Exactly as written, output each of the lines below, with no images.

- [Recorded data]
#####

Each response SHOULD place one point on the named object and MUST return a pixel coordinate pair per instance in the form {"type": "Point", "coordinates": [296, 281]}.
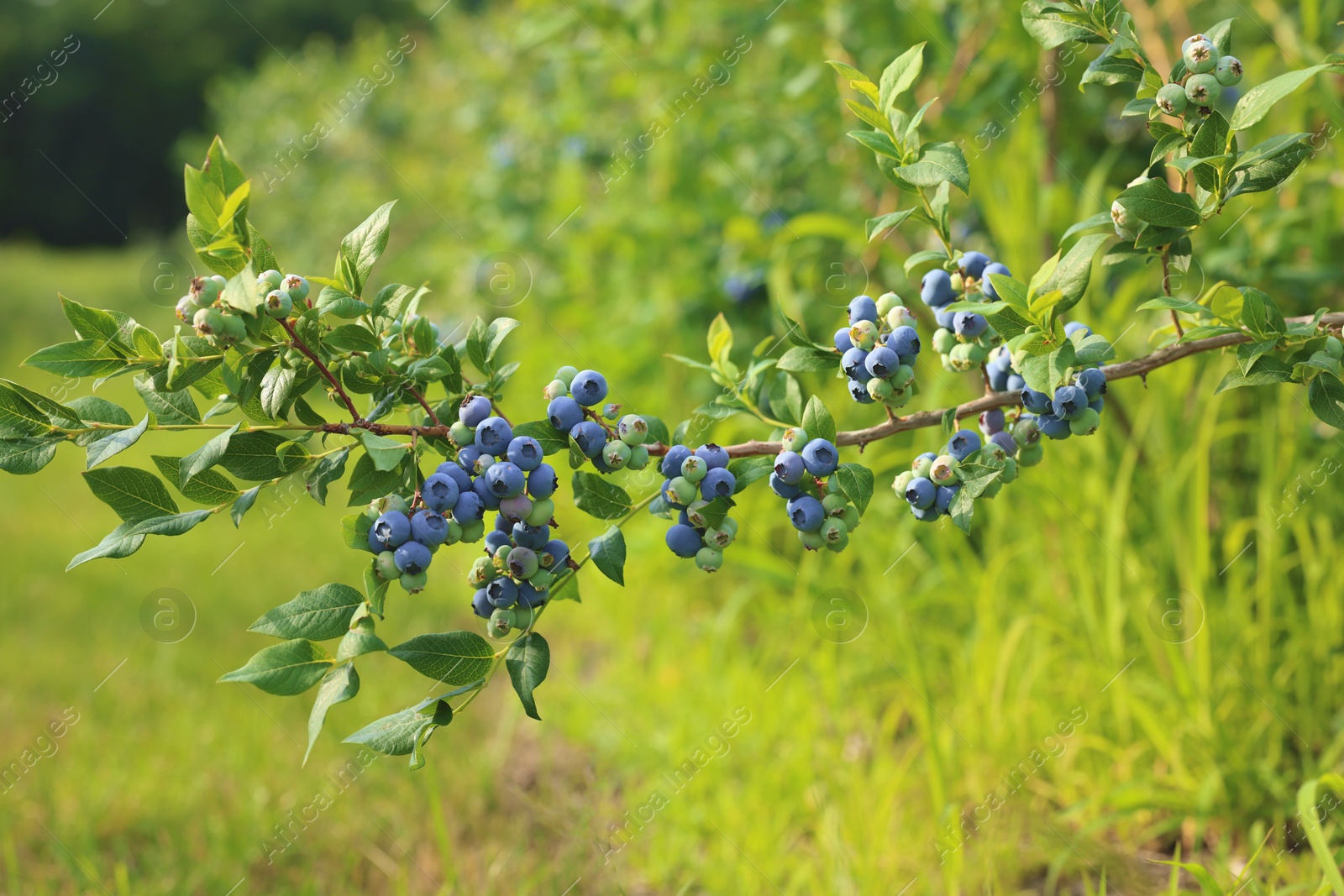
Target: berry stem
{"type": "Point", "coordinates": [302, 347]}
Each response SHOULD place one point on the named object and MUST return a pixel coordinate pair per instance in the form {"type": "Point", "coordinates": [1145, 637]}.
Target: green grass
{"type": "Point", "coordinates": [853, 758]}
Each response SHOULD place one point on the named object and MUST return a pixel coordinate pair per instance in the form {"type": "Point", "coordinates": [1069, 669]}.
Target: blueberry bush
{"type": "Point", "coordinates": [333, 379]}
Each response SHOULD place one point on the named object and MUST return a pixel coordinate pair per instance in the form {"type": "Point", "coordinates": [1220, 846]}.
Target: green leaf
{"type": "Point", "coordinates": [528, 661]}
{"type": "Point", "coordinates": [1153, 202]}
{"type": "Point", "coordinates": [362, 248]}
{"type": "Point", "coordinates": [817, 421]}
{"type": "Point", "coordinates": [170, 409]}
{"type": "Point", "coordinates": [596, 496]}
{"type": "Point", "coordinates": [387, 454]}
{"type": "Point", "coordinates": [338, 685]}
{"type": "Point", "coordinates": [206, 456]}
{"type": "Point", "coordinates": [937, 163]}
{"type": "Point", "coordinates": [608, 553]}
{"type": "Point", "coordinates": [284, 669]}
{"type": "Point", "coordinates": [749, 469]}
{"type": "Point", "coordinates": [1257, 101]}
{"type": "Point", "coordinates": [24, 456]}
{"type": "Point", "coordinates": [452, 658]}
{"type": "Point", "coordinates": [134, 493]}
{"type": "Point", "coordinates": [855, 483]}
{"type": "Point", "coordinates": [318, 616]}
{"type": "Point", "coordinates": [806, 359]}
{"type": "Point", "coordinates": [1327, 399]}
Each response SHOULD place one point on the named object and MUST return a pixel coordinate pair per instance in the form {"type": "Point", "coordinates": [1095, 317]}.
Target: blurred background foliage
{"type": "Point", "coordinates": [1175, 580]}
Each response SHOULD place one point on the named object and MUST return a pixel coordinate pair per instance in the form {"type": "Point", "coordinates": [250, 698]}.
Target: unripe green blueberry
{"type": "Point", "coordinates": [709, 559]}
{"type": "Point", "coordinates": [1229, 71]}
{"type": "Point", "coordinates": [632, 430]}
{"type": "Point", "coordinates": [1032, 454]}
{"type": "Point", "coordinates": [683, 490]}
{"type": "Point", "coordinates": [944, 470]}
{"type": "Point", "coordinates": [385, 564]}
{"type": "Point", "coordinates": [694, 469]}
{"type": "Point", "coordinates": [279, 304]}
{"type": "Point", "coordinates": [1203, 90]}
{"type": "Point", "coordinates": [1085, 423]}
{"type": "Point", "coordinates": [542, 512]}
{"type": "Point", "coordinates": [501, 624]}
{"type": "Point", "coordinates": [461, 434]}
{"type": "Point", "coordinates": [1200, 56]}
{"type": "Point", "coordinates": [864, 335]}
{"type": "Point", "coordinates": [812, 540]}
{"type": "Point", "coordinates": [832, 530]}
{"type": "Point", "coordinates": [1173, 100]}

#####

- [Your response]
Each response SHOULD place one point on the named object and MUST return a pixel coordinate pair per instance in the form {"type": "Point", "coordinates": [296, 281]}.
Target: berry stem
{"type": "Point", "coordinates": [302, 347]}
Each response SHOULD place one point on the named object and MUST return a pixel coordinate pair per instance in the form {"type": "Point", "coordinates": [1145, 637]}.
Target: green grass
{"type": "Point", "coordinates": [853, 758]}
Each response SHOULD place one point on the named object and MUST return a pixel coordinate pair per instance in the form {"type": "Point", "coordinates": [1069, 669]}.
Target: blueberry bush
{"type": "Point", "coordinates": [333, 379]}
Each response SHOULD place one point on the named object and MUST return a pixel coordinate pair per instance in the form {"type": "Point", "coordinates": [1220, 846]}.
Target: green leaf
{"type": "Point", "coordinates": [528, 661]}
{"type": "Point", "coordinates": [1153, 202]}
{"type": "Point", "coordinates": [362, 248]}
{"type": "Point", "coordinates": [817, 421]}
{"type": "Point", "coordinates": [170, 409]}
{"type": "Point", "coordinates": [596, 496]}
{"type": "Point", "coordinates": [387, 454]}
{"type": "Point", "coordinates": [338, 685]}
{"type": "Point", "coordinates": [206, 456]}
{"type": "Point", "coordinates": [937, 163]}
{"type": "Point", "coordinates": [608, 553]}
{"type": "Point", "coordinates": [284, 669]}
{"type": "Point", "coordinates": [749, 469]}
{"type": "Point", "coordinates": [1257, 101]}
{"type": "Point", "coordinates": [24, 456]}
{"type": "Point", "coordinates": [452, 658]}
{"type": "Point", "coordinates": [134, 493]}
{"type": "Point", "coordinates": [855, 483]}
{"type": "Point", "coordinates": [318, 616]}
{"type": "Point", "coordinates": [806, 359]}
{"type": "Point", "coordinates": [1327, 399]}
Each response SHOULD place one point on the named object and MUST return a pixel coordinate pair per instance in the form {"type": "Point", "coordinates": [1095, 317]}.
Target: blurred background foliage
{"type": "Point", "coordinates": [1175, 580]}
Each response SHOULD place one point on the named object and MUST return a pixel coordinate pair per instance in the form {"type": "Point", "coordinates": [250, 698]}.
Target: unripe green blueberry
{"type": "Point", "coordinates": [709, 559]}
{"type": "Point", "coordinates": [1229, 71]}
{"type": "Point", "coordinates": [632, 430]}
{"type": "Point", "coordinates": [1032, 454]}
{"type": "Point", "coordinates": [683, 490]}
{"type": "Point", "coordinates": [944, 470]}
{"type": "Point", "coordinates": [385, 564]}
{"type": "Point", "coordinates": [694, 469]}
{"type": "Point", "coordinates": [279, 304]}
{"type": "Point", "coordinates": [1203, 90]}
{"type": "Point", "coordinates": [1085, 423]}
{"type": "Point", "coordinates": [542, 512]}
{"type": "Point", "coordinates": [501, 624]}
{"type": "Point", "coordinates": [461, 434]}
{"type": "Point", "coordinates": [1200, 56]}
{"type": "Point", "coordinates": [864, 335]}
{"type": "Point", "coordinates": [812, 540]}
{"type": "Point", "coordinates": [832, 530]}
{"type": "Point", "coordinates": [1173, 100]}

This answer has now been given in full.